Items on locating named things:
================================
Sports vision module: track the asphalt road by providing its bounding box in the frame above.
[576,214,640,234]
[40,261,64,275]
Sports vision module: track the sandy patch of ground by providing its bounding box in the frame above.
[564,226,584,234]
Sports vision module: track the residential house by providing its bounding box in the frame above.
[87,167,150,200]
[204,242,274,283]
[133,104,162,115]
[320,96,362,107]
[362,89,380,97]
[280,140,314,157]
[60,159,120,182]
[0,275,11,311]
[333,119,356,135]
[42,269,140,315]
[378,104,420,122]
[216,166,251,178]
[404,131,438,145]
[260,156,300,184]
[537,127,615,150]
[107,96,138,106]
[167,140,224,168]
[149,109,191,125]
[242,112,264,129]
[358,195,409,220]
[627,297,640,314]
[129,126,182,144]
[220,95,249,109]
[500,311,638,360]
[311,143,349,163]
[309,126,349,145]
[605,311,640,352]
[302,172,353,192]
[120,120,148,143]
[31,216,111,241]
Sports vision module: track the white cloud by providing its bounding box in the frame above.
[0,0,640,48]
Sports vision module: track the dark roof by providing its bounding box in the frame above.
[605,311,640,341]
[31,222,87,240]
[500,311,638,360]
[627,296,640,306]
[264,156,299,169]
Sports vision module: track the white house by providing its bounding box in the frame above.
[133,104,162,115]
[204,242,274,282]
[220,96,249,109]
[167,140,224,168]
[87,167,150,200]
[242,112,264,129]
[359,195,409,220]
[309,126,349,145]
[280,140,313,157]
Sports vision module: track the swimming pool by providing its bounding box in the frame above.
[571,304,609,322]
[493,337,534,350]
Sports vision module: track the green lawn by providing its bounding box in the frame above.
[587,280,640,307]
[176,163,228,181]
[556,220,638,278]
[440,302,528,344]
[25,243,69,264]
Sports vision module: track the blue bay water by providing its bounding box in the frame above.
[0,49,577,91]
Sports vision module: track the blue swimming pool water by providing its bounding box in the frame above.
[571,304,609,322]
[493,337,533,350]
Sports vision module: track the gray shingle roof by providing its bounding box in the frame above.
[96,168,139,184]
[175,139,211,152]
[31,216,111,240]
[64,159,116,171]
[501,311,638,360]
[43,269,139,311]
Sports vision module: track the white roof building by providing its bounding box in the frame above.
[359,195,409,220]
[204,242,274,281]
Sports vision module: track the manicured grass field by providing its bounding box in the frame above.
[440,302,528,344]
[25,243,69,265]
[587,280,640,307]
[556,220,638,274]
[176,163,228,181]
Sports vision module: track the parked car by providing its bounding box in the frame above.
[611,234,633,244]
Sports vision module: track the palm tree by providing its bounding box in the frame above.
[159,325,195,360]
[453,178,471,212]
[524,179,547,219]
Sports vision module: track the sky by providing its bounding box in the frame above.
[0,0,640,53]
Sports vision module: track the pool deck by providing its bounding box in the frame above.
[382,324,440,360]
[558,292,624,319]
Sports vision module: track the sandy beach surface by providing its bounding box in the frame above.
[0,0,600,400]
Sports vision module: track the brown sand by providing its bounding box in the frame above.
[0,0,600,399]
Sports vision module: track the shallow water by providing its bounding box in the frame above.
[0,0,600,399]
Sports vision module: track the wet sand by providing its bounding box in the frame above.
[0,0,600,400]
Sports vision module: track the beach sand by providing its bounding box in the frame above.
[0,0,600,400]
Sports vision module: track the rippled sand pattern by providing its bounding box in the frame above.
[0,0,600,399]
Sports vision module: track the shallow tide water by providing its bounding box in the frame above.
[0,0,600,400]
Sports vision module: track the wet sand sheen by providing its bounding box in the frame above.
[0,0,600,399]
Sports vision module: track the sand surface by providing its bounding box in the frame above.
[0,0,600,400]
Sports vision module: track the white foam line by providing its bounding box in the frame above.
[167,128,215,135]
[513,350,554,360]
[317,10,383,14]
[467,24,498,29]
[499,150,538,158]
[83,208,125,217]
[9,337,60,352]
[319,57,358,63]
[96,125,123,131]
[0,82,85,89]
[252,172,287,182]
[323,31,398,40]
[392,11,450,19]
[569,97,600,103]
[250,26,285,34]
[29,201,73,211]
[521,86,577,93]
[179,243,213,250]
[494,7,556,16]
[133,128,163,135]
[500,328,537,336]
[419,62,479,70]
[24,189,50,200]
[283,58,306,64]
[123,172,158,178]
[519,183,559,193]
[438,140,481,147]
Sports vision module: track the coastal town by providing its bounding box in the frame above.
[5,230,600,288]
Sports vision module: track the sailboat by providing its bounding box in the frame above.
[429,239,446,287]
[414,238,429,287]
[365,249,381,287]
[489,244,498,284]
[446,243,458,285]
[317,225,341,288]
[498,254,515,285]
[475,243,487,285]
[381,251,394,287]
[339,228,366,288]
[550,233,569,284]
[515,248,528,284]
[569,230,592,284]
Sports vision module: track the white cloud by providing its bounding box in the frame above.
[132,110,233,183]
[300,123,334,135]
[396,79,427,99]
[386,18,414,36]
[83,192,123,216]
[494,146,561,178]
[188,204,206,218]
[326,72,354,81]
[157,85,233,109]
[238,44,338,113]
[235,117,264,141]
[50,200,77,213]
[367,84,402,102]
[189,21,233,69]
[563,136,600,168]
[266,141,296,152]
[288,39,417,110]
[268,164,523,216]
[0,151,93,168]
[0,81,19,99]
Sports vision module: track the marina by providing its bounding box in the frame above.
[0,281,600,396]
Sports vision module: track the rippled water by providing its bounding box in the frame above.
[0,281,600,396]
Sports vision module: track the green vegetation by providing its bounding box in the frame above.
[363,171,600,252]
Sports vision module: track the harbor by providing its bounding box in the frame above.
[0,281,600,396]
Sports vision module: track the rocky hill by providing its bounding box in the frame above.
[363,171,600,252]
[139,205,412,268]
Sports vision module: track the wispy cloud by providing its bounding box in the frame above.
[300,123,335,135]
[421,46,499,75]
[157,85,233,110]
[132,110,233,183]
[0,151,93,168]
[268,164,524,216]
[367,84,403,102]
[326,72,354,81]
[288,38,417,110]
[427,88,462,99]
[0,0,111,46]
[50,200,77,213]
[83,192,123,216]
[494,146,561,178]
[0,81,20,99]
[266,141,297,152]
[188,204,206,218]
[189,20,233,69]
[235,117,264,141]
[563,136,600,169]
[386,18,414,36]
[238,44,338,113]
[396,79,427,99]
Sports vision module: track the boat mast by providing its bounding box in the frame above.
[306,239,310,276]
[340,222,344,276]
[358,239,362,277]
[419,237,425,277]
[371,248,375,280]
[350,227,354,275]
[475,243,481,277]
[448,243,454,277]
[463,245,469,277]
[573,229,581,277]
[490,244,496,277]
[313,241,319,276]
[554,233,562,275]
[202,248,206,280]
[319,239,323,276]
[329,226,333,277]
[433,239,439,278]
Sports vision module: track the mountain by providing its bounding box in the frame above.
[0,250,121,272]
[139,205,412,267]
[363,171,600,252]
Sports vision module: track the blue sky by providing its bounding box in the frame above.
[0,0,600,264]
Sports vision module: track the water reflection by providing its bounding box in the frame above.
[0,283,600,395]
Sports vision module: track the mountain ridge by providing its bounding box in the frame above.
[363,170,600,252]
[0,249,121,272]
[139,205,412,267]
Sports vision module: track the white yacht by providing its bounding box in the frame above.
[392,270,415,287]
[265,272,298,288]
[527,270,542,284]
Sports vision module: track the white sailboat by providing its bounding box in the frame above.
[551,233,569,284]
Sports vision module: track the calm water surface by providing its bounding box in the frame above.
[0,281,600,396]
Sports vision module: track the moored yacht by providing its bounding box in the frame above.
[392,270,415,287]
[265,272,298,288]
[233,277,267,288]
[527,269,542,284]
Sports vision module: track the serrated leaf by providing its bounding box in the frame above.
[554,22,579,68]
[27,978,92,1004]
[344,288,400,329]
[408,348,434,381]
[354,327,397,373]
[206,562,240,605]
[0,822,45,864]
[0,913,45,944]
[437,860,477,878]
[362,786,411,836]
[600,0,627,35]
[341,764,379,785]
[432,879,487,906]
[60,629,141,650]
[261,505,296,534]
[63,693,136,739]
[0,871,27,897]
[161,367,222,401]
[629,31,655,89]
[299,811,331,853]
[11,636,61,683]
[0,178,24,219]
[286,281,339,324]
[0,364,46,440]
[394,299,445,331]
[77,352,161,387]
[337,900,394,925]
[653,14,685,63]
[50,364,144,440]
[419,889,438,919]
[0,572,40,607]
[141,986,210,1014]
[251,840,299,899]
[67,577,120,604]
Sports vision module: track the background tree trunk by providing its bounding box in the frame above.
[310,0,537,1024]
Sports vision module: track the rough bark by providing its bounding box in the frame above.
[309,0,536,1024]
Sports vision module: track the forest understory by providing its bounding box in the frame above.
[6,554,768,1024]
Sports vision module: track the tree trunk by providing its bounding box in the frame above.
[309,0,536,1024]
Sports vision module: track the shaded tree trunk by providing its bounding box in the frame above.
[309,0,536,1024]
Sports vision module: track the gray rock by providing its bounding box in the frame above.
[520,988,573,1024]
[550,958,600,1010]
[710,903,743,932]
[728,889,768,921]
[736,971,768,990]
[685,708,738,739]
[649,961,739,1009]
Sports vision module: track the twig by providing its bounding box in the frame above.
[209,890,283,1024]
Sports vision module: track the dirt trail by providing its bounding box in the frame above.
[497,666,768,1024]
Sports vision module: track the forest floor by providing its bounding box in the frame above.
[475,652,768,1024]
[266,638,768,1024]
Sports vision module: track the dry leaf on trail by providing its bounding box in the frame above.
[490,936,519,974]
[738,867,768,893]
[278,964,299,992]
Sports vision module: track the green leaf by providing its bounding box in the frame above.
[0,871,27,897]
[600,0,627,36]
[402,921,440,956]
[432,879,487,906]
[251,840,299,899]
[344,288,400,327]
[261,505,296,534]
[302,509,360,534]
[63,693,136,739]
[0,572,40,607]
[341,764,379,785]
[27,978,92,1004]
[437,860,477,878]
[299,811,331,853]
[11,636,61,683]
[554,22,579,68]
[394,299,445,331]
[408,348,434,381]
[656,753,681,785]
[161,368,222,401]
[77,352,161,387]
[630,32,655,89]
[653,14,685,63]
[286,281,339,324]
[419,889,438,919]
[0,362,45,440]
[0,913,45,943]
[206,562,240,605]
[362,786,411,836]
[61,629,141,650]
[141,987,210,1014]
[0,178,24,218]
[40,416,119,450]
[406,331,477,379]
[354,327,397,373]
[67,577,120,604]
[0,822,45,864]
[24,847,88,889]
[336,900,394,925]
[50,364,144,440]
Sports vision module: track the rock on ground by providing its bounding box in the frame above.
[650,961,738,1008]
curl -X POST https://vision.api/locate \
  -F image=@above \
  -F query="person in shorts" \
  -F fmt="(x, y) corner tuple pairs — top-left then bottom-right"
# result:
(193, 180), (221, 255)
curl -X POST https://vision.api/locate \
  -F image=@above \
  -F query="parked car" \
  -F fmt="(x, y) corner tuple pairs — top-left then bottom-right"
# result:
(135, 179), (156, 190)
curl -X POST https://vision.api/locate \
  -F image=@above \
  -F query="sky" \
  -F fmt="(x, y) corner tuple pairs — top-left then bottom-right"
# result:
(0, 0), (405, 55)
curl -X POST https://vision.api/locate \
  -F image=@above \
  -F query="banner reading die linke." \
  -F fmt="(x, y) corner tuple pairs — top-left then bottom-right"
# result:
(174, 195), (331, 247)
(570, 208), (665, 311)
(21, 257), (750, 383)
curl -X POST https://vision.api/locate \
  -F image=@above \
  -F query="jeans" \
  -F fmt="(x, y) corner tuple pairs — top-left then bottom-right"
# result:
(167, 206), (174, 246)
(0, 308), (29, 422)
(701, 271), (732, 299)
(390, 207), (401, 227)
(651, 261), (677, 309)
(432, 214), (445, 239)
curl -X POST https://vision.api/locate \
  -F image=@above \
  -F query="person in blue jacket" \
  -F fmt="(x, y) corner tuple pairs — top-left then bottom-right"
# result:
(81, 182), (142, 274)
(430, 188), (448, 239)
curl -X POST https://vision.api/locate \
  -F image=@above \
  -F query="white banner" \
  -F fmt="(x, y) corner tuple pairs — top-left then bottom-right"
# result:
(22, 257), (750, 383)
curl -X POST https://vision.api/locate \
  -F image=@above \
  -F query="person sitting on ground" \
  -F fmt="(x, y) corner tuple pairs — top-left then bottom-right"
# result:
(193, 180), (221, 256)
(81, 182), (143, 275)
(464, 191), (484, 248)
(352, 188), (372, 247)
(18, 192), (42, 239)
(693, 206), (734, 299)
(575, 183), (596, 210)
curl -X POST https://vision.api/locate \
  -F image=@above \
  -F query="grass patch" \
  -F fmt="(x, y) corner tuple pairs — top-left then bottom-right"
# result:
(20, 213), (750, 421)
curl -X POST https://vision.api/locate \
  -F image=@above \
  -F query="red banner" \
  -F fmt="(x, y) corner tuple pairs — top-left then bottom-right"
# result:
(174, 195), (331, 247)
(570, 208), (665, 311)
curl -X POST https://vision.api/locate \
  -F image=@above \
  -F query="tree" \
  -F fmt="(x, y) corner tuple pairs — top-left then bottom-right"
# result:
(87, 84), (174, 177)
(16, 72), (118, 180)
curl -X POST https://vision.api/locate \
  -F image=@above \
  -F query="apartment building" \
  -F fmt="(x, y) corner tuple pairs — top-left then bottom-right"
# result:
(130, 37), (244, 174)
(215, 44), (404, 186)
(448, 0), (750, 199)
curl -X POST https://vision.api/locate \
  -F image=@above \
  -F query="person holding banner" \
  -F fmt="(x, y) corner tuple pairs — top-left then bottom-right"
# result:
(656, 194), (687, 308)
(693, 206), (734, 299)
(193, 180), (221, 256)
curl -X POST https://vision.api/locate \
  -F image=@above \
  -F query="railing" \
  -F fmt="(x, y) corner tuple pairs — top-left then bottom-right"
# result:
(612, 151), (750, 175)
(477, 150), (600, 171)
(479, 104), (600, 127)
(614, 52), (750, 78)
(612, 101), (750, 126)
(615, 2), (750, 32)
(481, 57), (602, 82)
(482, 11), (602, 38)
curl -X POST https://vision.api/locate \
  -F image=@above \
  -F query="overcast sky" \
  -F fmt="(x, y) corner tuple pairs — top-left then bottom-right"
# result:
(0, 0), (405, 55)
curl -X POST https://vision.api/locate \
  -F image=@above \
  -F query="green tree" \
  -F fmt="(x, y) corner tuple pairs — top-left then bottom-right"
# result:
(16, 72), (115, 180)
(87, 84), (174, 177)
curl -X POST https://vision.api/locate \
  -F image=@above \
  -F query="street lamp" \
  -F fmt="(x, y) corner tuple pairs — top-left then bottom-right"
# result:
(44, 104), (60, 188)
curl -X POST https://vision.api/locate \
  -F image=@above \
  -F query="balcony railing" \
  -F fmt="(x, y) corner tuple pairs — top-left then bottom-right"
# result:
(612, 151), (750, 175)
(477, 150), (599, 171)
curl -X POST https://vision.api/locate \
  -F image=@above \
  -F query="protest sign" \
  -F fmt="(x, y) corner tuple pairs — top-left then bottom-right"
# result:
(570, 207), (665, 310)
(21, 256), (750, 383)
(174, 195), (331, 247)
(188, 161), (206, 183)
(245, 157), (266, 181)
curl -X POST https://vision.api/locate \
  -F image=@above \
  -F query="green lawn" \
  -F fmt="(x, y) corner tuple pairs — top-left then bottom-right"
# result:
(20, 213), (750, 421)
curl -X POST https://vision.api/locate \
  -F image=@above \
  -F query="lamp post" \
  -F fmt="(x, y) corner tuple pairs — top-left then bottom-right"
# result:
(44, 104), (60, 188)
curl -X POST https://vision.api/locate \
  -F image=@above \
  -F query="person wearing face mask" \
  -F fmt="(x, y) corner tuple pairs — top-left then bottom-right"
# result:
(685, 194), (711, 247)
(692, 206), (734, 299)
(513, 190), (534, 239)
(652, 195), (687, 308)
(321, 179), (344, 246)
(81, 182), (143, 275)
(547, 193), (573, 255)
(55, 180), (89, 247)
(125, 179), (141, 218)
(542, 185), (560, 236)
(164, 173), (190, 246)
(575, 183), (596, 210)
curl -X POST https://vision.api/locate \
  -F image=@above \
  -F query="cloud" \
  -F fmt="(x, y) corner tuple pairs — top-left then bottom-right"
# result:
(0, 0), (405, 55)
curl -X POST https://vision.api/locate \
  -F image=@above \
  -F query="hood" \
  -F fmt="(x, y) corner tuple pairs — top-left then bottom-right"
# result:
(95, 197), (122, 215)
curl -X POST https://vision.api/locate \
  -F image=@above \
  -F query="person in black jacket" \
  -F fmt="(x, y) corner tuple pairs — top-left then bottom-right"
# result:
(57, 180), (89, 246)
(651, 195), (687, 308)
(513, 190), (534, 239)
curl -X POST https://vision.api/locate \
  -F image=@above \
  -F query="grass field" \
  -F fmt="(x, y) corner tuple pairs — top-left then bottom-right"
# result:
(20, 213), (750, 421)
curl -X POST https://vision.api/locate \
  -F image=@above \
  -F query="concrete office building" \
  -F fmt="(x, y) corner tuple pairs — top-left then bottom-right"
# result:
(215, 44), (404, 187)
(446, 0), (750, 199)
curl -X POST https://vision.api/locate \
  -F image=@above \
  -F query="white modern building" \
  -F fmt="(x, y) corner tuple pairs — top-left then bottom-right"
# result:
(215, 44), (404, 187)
================================
What to do:
Write out the items again from the very start through the line containing "[564,226,584,234]", with "paved road" substituted for "asphalt road" and nothing else changed. Give only those lines.

Response to the exercise:
Sports vision module: track the paved road by providing its bounding box in the frame above.
[576,214,640,234]
[40,261,64,275]
Sports vision module: track the sandy patch of ground by providing its bounding box in the frame above.
[564,226,584,234]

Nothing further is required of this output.